## WHAT TO WORK ON
Please count how many lines in the entries below contain the string "guardrail", treating uppercase and lowercase as different, and reply with only that number.

Excerpts from a pointing dataset:
——

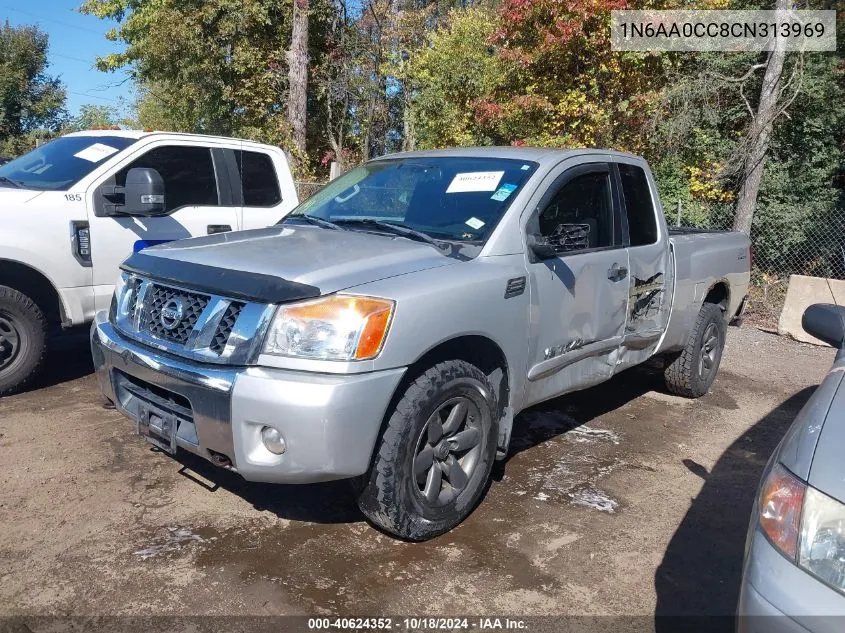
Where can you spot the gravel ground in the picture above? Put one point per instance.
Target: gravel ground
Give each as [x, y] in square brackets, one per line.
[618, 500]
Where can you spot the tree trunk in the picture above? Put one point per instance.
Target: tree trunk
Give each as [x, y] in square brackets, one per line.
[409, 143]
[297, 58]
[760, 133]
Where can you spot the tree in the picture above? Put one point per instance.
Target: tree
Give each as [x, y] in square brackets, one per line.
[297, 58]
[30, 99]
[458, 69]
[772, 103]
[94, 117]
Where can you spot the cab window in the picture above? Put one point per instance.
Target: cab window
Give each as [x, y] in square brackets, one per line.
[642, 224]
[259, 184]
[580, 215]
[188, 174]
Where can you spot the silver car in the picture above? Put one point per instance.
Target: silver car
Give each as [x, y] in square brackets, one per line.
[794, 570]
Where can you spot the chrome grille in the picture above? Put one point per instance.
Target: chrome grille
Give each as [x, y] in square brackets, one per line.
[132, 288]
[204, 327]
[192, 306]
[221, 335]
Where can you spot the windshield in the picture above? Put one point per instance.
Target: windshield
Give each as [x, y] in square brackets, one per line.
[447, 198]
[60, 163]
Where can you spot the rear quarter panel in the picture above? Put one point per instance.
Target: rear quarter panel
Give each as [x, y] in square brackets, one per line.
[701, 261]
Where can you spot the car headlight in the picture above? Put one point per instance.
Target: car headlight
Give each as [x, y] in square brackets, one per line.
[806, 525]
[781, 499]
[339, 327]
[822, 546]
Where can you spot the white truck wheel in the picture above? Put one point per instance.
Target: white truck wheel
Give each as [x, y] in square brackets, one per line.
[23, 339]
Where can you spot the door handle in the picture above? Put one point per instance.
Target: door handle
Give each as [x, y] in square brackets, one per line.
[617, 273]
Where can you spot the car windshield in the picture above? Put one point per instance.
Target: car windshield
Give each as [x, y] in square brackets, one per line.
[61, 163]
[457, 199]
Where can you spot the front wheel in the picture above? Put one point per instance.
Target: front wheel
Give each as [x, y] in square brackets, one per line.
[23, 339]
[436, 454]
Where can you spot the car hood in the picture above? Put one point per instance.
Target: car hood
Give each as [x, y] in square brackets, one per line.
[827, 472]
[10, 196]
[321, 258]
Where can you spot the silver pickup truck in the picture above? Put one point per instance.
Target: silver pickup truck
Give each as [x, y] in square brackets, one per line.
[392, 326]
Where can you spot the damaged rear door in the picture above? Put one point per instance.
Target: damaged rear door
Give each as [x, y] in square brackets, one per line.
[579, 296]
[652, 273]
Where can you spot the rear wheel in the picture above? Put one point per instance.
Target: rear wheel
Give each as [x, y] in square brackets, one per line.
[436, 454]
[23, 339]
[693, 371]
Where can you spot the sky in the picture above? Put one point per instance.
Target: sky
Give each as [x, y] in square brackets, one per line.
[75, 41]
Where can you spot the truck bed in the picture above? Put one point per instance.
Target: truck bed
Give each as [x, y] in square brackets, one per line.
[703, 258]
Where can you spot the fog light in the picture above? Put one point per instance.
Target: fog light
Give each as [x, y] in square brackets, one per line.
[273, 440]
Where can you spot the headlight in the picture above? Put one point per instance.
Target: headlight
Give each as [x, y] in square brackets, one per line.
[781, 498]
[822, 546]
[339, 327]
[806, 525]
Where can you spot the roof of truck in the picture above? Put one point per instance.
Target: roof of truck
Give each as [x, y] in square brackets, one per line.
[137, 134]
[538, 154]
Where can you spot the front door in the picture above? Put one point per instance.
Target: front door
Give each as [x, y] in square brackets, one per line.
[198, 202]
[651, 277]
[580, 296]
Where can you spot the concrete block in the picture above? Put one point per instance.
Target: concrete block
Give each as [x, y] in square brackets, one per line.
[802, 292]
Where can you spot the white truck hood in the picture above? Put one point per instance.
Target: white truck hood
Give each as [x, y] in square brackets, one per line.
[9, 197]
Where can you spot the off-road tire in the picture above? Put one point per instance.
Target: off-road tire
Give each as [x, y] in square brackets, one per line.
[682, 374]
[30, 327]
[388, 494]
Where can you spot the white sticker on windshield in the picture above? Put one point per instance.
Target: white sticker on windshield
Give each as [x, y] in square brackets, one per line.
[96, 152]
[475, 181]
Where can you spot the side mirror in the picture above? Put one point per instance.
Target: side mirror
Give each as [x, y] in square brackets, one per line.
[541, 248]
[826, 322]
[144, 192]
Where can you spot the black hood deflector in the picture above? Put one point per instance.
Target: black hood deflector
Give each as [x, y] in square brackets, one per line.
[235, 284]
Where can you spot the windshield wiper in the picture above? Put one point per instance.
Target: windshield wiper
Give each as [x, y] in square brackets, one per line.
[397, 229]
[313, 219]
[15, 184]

——

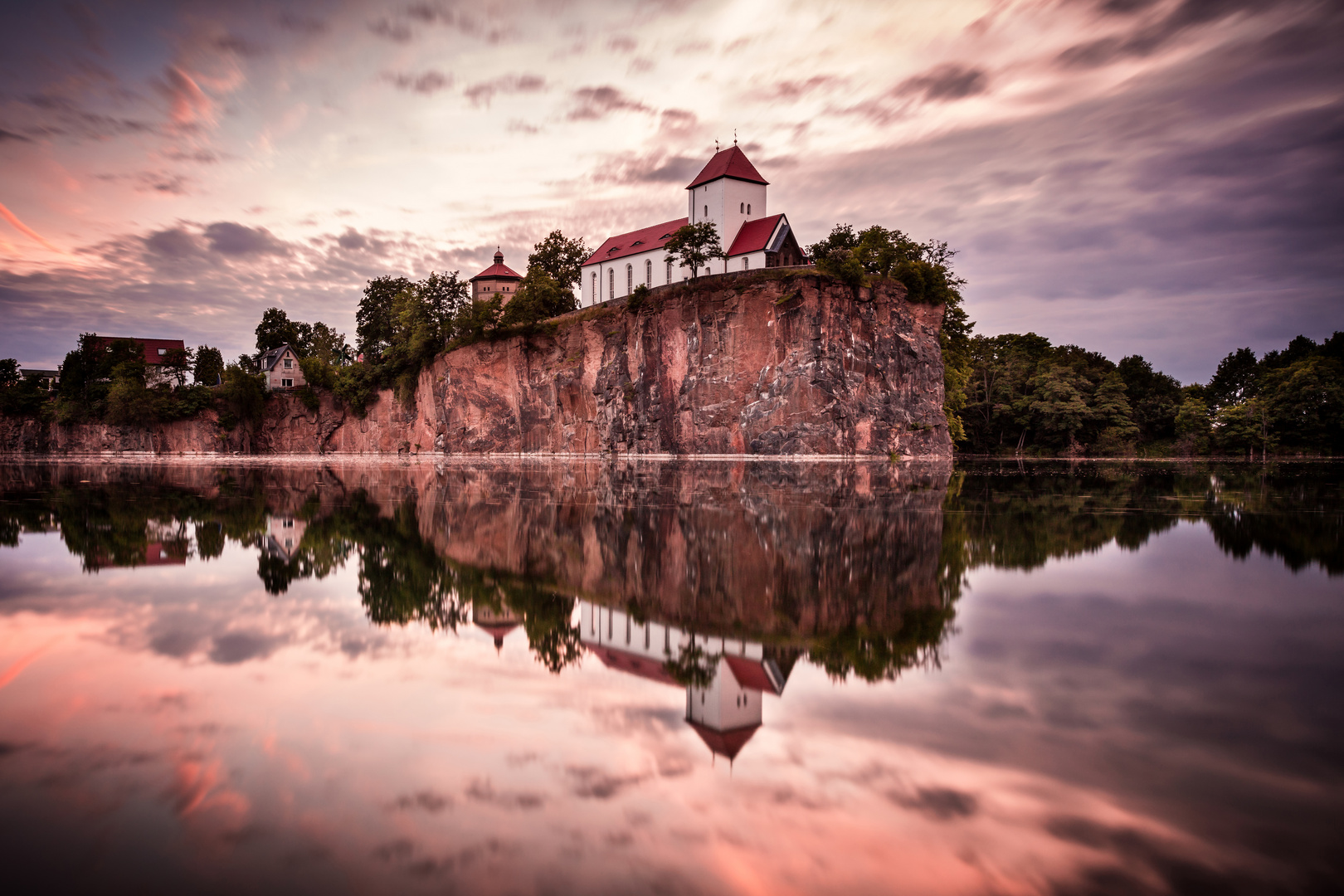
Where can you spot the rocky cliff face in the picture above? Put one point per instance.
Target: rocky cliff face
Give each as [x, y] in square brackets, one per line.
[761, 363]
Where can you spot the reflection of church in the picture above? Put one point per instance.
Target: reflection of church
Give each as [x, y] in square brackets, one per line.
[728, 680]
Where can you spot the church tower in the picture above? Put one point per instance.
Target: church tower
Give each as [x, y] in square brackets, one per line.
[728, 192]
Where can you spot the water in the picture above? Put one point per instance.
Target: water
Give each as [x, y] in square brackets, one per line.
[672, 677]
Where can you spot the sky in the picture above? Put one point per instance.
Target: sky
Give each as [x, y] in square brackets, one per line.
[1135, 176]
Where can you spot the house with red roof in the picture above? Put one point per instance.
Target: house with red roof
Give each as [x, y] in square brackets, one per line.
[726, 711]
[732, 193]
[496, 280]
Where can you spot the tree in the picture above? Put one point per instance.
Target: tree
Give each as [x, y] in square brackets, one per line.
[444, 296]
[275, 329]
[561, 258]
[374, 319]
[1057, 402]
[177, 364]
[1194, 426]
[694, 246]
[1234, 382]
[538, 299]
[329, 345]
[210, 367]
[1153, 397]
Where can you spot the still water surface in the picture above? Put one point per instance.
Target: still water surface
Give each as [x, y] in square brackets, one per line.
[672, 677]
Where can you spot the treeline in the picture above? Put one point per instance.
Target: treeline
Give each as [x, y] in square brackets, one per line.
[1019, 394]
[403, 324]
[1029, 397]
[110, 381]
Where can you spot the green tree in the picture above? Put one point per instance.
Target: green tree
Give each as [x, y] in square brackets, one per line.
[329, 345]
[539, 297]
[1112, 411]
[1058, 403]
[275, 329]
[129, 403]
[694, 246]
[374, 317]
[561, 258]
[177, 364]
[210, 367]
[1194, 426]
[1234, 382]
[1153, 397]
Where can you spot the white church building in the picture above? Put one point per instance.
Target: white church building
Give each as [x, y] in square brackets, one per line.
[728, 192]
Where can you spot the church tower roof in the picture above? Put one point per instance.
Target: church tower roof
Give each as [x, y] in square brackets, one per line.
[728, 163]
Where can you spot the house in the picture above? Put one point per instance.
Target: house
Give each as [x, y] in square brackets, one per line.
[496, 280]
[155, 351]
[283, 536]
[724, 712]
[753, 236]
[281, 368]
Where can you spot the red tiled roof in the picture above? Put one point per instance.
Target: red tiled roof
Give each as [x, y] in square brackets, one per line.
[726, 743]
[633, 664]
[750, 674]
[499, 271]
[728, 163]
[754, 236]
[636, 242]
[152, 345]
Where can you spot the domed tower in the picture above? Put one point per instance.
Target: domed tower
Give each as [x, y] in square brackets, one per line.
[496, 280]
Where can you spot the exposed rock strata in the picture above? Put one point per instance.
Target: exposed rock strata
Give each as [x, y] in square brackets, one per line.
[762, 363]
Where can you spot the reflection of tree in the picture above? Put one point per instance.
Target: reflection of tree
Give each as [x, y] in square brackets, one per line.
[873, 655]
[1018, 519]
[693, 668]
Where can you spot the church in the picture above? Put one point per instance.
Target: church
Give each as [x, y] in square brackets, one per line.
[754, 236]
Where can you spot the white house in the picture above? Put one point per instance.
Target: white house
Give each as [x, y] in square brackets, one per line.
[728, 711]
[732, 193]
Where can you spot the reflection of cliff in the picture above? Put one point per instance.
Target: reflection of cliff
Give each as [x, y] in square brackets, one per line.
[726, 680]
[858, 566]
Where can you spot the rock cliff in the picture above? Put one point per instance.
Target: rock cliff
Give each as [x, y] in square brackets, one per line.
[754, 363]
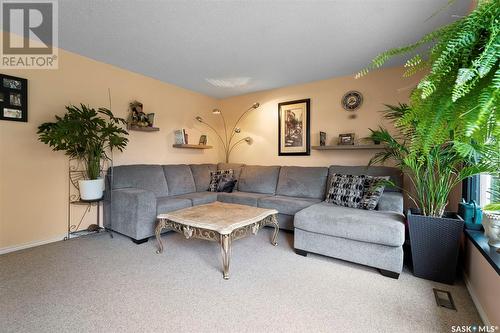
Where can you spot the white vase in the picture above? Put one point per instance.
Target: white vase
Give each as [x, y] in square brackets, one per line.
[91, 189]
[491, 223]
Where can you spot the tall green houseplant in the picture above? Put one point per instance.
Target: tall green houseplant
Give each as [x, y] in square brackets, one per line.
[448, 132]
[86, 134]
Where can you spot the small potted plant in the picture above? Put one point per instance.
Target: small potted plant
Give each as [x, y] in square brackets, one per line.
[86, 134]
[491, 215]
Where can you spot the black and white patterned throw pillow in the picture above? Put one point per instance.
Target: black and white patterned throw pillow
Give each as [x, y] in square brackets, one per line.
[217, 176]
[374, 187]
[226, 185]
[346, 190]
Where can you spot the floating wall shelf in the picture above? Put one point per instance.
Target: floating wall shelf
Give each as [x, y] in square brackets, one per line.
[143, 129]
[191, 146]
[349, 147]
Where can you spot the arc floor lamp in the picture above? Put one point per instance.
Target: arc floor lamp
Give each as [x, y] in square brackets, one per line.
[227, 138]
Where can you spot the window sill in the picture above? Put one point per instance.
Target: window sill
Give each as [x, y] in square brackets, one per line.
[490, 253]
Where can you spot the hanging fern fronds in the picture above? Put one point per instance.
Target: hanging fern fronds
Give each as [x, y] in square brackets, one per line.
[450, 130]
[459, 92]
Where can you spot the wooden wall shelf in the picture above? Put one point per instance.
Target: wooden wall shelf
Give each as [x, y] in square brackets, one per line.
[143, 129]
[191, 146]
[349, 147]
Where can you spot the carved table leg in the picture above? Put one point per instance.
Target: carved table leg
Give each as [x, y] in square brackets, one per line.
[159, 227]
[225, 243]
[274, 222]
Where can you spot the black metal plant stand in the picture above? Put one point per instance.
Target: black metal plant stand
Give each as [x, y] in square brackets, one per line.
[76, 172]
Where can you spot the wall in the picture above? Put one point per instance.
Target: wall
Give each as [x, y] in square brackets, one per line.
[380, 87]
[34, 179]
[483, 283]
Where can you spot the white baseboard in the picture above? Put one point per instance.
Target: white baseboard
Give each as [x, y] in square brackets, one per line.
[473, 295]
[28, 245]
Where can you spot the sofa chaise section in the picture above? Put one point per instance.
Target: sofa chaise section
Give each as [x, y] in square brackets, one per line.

——

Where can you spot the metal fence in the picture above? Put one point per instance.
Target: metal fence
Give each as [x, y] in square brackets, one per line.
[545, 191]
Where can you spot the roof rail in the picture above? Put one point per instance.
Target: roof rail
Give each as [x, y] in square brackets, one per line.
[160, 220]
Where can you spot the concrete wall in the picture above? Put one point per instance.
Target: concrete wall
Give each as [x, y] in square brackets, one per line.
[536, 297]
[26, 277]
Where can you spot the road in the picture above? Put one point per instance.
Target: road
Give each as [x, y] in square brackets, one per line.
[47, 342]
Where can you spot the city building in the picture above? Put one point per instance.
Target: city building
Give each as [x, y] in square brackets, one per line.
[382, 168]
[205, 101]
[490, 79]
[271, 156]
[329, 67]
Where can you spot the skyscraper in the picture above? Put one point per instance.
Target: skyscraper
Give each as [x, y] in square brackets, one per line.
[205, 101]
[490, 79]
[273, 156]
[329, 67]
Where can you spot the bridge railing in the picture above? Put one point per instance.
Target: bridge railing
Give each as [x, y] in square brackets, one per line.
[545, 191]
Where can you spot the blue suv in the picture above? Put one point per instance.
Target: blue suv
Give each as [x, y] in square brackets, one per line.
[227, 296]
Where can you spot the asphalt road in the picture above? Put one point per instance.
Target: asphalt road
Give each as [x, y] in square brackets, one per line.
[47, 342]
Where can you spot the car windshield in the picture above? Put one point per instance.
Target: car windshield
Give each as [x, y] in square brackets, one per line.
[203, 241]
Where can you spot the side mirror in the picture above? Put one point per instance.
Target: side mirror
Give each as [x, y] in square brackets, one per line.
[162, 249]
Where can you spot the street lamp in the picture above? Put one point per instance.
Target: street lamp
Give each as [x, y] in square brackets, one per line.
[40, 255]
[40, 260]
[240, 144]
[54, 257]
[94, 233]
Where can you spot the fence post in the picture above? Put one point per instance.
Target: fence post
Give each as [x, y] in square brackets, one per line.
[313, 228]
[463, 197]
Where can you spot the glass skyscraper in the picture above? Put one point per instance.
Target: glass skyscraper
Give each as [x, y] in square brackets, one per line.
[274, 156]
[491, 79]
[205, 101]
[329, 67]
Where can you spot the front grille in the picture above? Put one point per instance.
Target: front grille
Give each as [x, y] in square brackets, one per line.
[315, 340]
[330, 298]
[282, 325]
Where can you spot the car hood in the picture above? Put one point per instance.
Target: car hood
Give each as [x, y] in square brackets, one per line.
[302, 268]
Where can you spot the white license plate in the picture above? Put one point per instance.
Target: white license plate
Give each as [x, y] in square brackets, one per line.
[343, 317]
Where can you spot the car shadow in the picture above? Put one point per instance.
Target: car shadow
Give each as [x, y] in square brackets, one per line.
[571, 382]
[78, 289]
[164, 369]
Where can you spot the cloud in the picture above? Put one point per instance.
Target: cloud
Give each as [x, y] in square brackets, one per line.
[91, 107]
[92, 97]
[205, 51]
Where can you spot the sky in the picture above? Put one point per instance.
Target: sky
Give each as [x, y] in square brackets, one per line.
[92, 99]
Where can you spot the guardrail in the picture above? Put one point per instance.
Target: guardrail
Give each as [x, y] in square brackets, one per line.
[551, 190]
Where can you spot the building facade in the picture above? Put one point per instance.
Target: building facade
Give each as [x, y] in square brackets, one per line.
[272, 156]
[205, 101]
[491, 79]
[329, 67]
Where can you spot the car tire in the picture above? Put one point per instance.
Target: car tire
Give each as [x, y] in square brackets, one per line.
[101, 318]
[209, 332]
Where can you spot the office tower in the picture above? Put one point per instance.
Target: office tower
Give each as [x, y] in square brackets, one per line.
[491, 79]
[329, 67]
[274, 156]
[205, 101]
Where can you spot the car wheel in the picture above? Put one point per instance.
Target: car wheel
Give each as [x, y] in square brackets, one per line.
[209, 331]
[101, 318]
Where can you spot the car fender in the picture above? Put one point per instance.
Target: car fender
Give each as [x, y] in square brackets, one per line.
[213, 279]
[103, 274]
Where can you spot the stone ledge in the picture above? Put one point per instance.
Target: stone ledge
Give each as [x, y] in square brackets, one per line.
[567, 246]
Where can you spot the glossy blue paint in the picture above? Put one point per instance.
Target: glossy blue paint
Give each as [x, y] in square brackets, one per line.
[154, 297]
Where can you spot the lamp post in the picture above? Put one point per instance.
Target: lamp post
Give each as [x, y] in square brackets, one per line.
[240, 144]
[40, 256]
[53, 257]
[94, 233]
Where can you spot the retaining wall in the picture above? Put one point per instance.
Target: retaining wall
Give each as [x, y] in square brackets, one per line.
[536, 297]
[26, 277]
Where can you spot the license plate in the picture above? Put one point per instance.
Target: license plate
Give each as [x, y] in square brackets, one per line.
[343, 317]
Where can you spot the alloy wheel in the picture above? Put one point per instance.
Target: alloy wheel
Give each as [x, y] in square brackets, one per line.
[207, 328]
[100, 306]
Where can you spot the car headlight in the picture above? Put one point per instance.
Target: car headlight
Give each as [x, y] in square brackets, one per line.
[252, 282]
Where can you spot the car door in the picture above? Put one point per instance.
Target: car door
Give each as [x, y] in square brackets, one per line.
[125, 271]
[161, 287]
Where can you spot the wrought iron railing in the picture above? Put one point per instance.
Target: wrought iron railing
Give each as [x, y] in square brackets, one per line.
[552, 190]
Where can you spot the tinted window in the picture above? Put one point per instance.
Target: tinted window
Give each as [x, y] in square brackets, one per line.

——

## OUTPUT OF THE TASK
2